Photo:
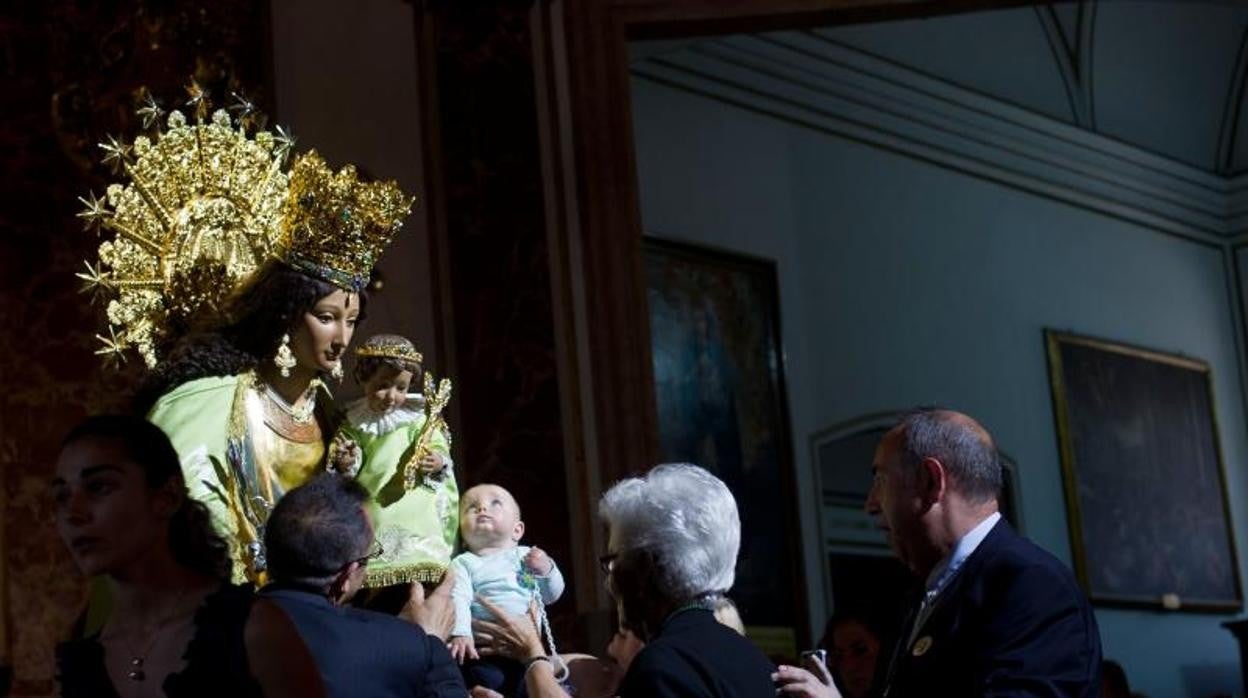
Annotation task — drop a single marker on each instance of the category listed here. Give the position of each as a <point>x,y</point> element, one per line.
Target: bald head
<point>959,442</point>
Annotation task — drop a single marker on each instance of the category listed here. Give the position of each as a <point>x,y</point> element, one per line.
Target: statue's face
<point>106,513</point>
<point>387,388</point>
<point>321,337</point>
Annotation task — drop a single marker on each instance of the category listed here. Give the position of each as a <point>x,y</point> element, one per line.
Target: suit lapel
<point>1000,533</point>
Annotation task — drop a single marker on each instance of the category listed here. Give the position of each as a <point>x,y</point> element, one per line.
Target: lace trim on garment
<point>378,423</point>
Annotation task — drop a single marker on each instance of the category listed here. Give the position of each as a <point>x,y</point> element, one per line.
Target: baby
<point>416,521</point>
<point>499,570</point>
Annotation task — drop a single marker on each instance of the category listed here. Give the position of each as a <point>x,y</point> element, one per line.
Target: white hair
<point>687,518</point>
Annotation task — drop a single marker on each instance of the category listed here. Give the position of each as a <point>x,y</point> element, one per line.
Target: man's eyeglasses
<point>607,562</point>
<point>373,553</point>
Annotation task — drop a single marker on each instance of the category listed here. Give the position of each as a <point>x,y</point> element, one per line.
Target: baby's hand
<point>538,562</point>
<point>345,456</point>
<point>432,463</point>
<point>462,648</point>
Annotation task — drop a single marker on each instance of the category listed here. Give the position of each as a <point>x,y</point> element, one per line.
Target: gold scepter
<point>434,401</point>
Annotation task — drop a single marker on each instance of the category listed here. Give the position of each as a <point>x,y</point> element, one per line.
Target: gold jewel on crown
<point>386,346</point>
<point>202,205</point>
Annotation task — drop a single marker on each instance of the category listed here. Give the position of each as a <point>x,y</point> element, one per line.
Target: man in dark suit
<point>317,541</point>
<point>999,616</point>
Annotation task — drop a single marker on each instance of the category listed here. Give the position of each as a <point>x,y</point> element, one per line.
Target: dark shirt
<point>216,657</point>
<point>1012,622</point>
<point>366,653</point>
<point>693,654</point>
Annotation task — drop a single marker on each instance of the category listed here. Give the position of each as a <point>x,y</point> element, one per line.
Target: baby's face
<point>489,517</point>
<point>387,388</point>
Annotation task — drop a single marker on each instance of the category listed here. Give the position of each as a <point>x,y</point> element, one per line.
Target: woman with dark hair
<point>853,648</point>
<point>177,626</point>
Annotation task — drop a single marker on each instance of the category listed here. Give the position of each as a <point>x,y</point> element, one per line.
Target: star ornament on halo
<point>197,99</point>
<point>116,154</point>
<point>94,281</point>
<point>150,113</point>
<point>114,350</point>
<point>95,212</point>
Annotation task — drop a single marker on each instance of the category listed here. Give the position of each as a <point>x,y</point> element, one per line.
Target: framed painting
<point>721,403</point>
<point>1146,487</point>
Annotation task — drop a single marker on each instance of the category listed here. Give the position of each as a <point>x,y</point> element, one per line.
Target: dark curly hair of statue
<point>192,540</point>
<point>245,335</point>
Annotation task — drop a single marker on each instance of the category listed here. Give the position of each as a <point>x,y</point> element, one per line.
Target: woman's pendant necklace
<point>136,671</point>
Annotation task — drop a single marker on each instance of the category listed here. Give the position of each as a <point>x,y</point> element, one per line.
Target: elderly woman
<point>673,538</point>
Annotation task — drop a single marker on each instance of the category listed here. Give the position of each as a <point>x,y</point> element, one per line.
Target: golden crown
<point>390,346</point>
<point>204,205</point>
<point>333,225</point>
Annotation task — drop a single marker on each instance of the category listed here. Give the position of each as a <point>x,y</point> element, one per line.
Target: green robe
<point>416,528</point>
<point>206,420</point>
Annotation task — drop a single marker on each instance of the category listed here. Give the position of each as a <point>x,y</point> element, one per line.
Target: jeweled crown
<point>390,346</point>
<point>335,226</point>
<point>204,205</point>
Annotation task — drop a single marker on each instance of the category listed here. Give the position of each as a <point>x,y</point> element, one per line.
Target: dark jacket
<point>693,654</point>
<point>367,653</point>
<point>1011,622</point>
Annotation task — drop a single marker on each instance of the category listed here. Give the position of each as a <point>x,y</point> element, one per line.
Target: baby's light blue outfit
<point>498,577</point>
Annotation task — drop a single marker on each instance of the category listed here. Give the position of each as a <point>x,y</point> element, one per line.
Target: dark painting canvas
<point>718,367</point>
<point>1145,480</point>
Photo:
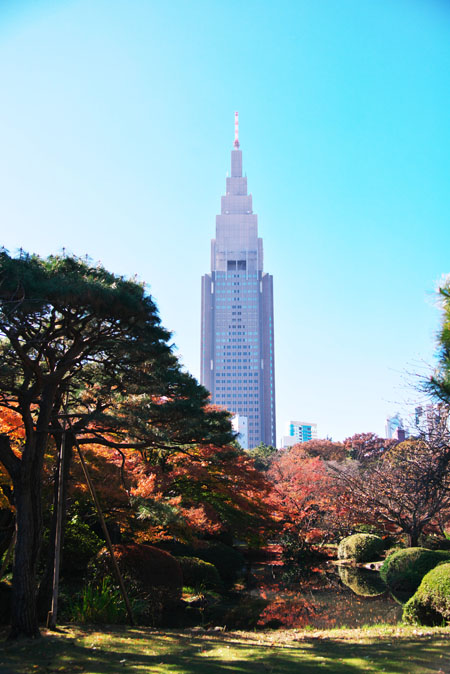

* **Work to complete**: Output the complete listing exactly as it appears, except for the images.

* **Final answer**:
Photo:
Annotation task — drop a single marker on each instance of the category listed here. Give the position of each as a <point>x,y</point> element, one per line.
Target: bald head
<point>959,442</point>
Annotation task — drop a single marker on each instance of the category listed here. Give the position of each as a <point>x,y</point> element, one per line.
Target: statue's face
<point>106,513</point>
<point>387,388</point>
<point>321,337</point>
Annotation task — drop a single marker on each instance of the category listed here. Give the position of each as a <point>x,y</point> element, one per line.
Target: suit lapel
<point>1000,533</point>
Annotation task — drop a single marker on each instance of the category listed here. Give the position of each as a <point>x,y</point> element, one per line.
Target: lace trim on garment
<point>378,423</point>
Annotation task — drop a single marker on each instance of the category listed here. Give the position of each as a <point>x,y</point> element, one per line.
Target: baby
<point>416,521</point>
<point>499,570</point>
Annotation task — drop a single marker on each instance of the category listed here. Give the position of each as a <point>x,y</point> element, one per line.
Target: white hair
<point>687,518</point>
Annotation task — drop a single marker on each instance of the category listed here. Give the position of each as a <point>x,y</point> element, one per line.
Target: man's eyeglasses
<point>607,562</point>
<point>373,553</point>
Annotation task — drop a single marker on each instance of the category listed here. Give the position of each as a <point>x,y</point> element, one per line.
Target: baby's hand
<point>538,562</point>
<point>345,456</point>
<point>432,463</point>
<point>462,648</point>
Annotation task — drop a single marker on each instance of the category listed here. Give the position of each as a <point>x,y</point> element, one per line.
Target: gold scepter
<point>434,401</point>
Annotation task — drop a single marker on each instance of the category listed here. Give the position of each as a <point>x,y</point> element, one per line.
Target: gold jewel on crown
<point>386,346</point>
<point>202,205</point>
Annotation task — drop a single marker on each instance of the category listed here. Give the position of each as a <point>x,y</point> element, one per line.
Target: man in dark suit
<point>317,541</point>
<point>999,616</point>
Annotation task — drop a single marker on each instance of the category listed here. Give the position of each as a <point>x,y</point> element, one per line.
Target: dark shirt
<point>216,657</point>
<point>1012,622</point>
<point>366,653</point>
<point>693,654</point>
Annotation task — drop a single marker on each instance of the category listed here. Give the position of each as a <point>x,y</point> element, one per line.
Target: baby's face
<point>489,517</point>
<point>387,388</point>
Annotation task — drop a single marker on each instance of the category listed here. Give the position of each as a <point>x,y</point> element, one per line.
Target: woman with dark hair
<point>853,648</point>
<point>177,626</point>
Annotation task — drop a single marker on each instance of the category listed here. Give the position of each as a <point>x,y</point> element, one per line.
Target: star ornament on halo
<point>197,99</point>
<point>116,154</point>
<point>94,281</point>
<point>150,113</point>
<point>114,350</point>
<point>95,212</point>
Annotation task — drop a single marker on each instance of the category listed here. Give the position of each as a <point>x,y</point> element, one per line.
Target: framed painting
<point>721,403</point>
<point>1146,487</point>
Annotation task — drop a single marker on each instance of the category listed here. Give the position of each as a <point>x,y</point> element, one per line.
Target: dark curly hair of statue
<point>192,540</point>
<point>245,335</point>
Annotation task — drop a single marker on each instance of the category listed here. Give the position of each as a <point>x,y</point> element, one per line.
Target: woman's pendant necklace
<point>136,671</point>
Annotation task — drop a single marker on each instance of the category listed here. Give the position of each as a <point>x,y</point> element, one per line.
Target: elderly woman
<point>673,538</point>
Annotation task — drop a single marker on each instance of the category listed here. Give the position of each as a <point>x,y</point> element, one per line.
Target: golden crown
<point>390,346</point>
<point>204,205</point>
<point>333,225</point>
Annotation task — drop a single marker on each instance of the category listed here. Give the position of each as a <point>x,y</point> element, one per line.
Target: green robe
<point>416,528</point>
<point>206,420</point>
Annotation task — drop a single marker on each instance of the category listed here. Give the position of each as a <point>x,y</point> element, one per line.
Target: jeweled crown
<point>390,346</point>
<point>335,226</point>
<point>204,205</point>
Annotation task — drop a single marker on each instance of the category listed here. Give the position of each as a <point>x,y</point> element, one per line.
Target: dark jacket
<point>693,654</point>
<point>367,653</point>
<point>1011,622</point>
Annotation task — drop a single marker on each instance of the category listed here. Give the position of each as a <point>x,y</point> element, one per line.
Target: baby's light blue outfit
<point>498,577</point>
Annotation task — drop a single marker on each instance of the category listed here. Give the position of each as a <point>x,y</point> element, one per line.
Target: dark painting canvas
<point>718,367</point>
<point>1145,480</point>
Photo:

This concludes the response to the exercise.